### RECORDS FOR THIS EXERCISE
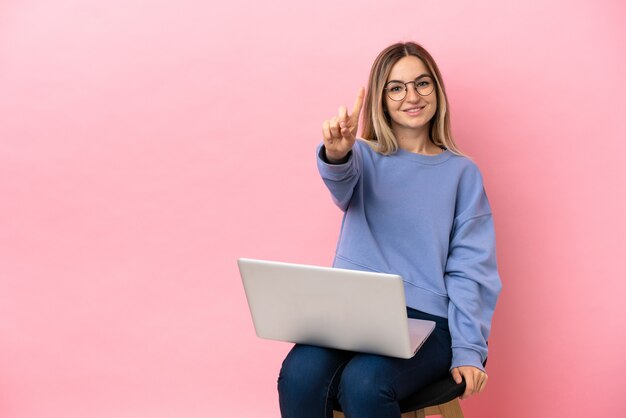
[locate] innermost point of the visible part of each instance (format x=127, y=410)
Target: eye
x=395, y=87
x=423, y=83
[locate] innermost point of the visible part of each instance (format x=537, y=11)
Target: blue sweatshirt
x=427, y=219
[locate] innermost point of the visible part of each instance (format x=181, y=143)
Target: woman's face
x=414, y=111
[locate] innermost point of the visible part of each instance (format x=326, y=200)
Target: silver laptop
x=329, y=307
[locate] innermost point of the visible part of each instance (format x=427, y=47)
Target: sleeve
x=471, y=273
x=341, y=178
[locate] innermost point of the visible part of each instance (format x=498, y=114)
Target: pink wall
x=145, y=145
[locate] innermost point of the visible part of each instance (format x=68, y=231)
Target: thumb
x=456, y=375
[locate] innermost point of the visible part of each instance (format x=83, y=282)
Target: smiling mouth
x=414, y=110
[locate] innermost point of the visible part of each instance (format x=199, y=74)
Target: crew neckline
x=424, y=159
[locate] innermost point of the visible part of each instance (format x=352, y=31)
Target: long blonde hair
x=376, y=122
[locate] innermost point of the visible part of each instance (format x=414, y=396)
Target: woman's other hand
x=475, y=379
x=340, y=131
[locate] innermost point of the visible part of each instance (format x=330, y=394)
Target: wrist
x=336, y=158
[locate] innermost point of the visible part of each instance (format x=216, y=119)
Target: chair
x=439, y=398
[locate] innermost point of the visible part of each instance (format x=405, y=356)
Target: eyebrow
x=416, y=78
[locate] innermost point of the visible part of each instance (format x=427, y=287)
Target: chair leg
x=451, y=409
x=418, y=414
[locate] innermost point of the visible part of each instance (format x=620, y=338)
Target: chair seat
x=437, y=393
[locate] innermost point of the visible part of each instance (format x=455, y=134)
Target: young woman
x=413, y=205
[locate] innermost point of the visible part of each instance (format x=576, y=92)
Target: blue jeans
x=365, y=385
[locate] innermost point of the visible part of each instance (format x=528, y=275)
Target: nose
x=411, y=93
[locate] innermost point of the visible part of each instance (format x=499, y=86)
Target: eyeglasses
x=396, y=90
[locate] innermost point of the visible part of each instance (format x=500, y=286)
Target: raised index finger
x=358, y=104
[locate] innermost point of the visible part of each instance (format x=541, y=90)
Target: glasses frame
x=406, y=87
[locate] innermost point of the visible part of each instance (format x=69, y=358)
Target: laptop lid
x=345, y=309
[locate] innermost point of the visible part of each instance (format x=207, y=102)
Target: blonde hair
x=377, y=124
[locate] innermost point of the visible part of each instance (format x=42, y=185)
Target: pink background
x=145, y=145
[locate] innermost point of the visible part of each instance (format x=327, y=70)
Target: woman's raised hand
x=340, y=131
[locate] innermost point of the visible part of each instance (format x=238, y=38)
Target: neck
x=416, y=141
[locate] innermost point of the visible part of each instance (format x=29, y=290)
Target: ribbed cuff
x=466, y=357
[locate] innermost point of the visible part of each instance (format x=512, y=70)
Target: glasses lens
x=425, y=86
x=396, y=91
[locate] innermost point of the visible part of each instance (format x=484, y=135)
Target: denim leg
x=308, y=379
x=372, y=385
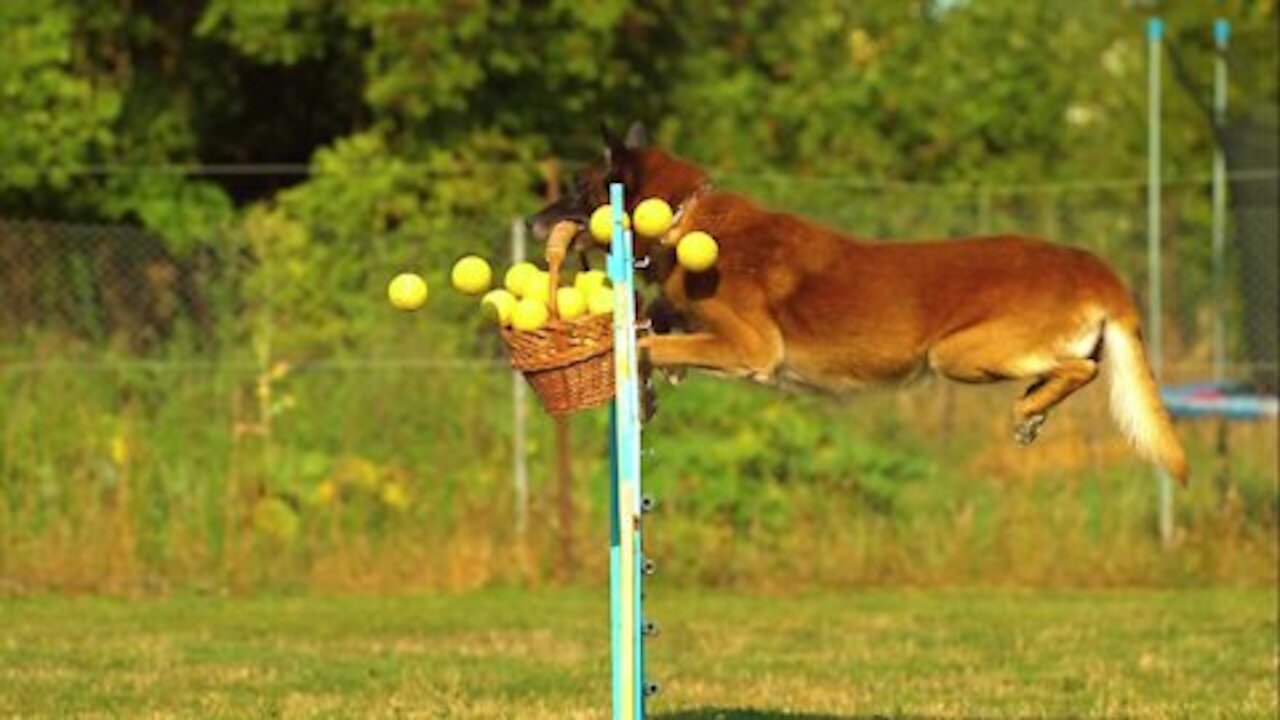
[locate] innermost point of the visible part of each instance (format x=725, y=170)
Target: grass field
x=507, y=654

### TASK DESCRIPTION
Your answer must be the exact lines from the one containing "Target: ribbed cuff" through the last line of the records above, with both included and no pictures.

### OUTPUT OF THE EXERCISE
Target: ribbed cuff
x=466, y=357
[locate] innermost point of the visible part of each instance (format x=512, y=70)
Target: glasses lens
x=425, y=86
x=396, y=91
[locate] innermost point of the visible part of each instance (format x=484, y=135)
Target: denim leg
x=308, y=379
x=372, y=385
[locate] innermost point of the visible part of each instance (format x=725, y=170)
Target: grass field
x=507, y=654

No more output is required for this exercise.